> ÉNONCÉ
Recopiez le passage de l'extrait sur l'esplanade des Mosquées qui va de "Palestinian protesters are" jusqu'à "October 15, 2015." inclus, en remplaçant "protesters" par "demonstrators".

> TEXTE CITÉ
- - -
Par Amicie Duplaquet
Publié le 16/10/2015 • modifié le 02/03/2018 • Durée de lecture : 8 minutes

Palestinian protesters are seen behind a wire during clashes with Israeli soldiers near the border fence between Israel and the central Gaza Strip east of Bureij on October 15, 2015.

AFP PHOTO / MOHAMMED ABED

La dégradation de la situation sur l’esplanade des Mosquées

Troisième lieu saint de l’Islam sunnite, après La Mecque et Médine, l’esplanade abrite la Mosquée al Aqsa et le Dôme du Rocher, connu pour être l’endroit d’où le prophète Mahomet serait monté au paradis. Ce lieu est aussi le plus saint du judaïsme puisqu’il renferme les ruines du second Temple de Jérusalem, aussi appelé Temple de Salomon, duquel il ne reste aujourd’hui plus que le mur occidental, plus connu sous le terme de mur des lamentations. Détruit en l’an 70 par des légionnaires romains, l’esplanade qui renferme la Mosquée al Aqsa et le Dôme du Rocher a été construite sur les ruines de l’ancien Temple. Pèlerins juifs et musulmans affluent donc toute l’année sur ce lieu qui est sous administration israélienne depuis 1967, consécutivement à la guerre des six jours et au début de l’occupation des Territoires palestiniens et de Jérusalem Est. S’il est vrai que la Jordanie a officiellement été nommée garante des lieux saints musulmans de Jérusalem à travers l’organisme du Waqf, il n’en reste pas moins que la sécurité du lieu est assurée par l’État israélien. Afin de ne heurter aucunes des sensibilités religieuses, un statu quo en vigueur depuis plusieurs décennies autorise les non-musulmans, juifs et chrétiens, à se rendre sur l’esplanade des Mosquées à certaines heures et à certains jours spécifiques, à condition qu’ils n’y organisent pas de prières. Le mur des lamentations, qui se trouve en contrebas de l’esplanade, peut en revanche accueillir quotidiennement des pèlerins juifs. Or, depuis quelques années, certains colons d’extrême droite, dont le poids politique a augmenté, réclament la remise en cause de ce statu quo et le droit de prier sur le site. Ils organisent régulièrement des excursions sur le site et les plus extrêmes vont même jusqu’à prôner la destruction du dôme du Rocher pour y reconstruire un troisième Temple (2).
- - -
> DONNÉES
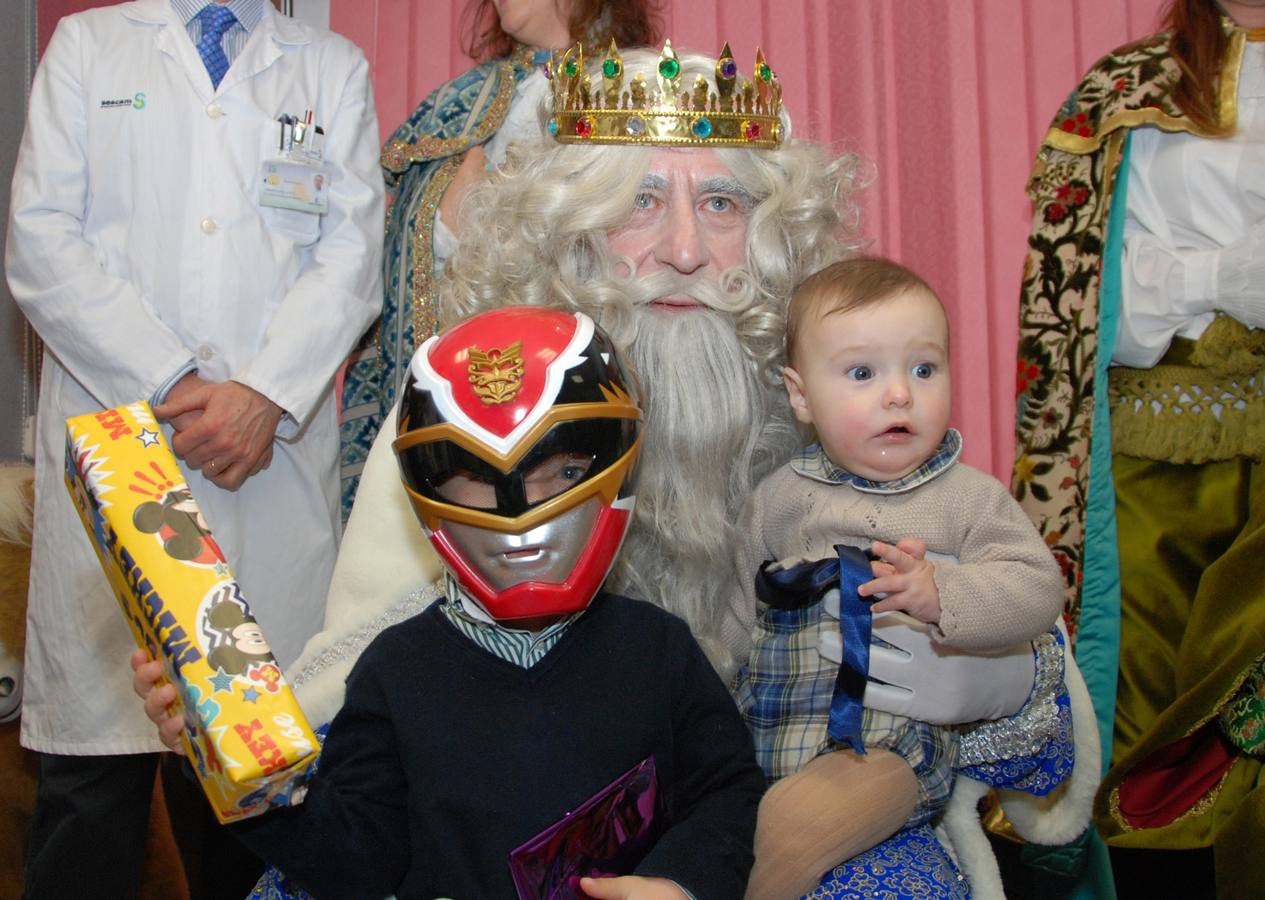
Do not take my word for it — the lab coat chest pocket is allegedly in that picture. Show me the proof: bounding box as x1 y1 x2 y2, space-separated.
- - -
> SOLUTION
Palestinian demonstrators are seen behind a wire during clashes with Israeli soldiers near the border fence between Israel and the central Gaza Strip east of Bureij on October 15, 2015.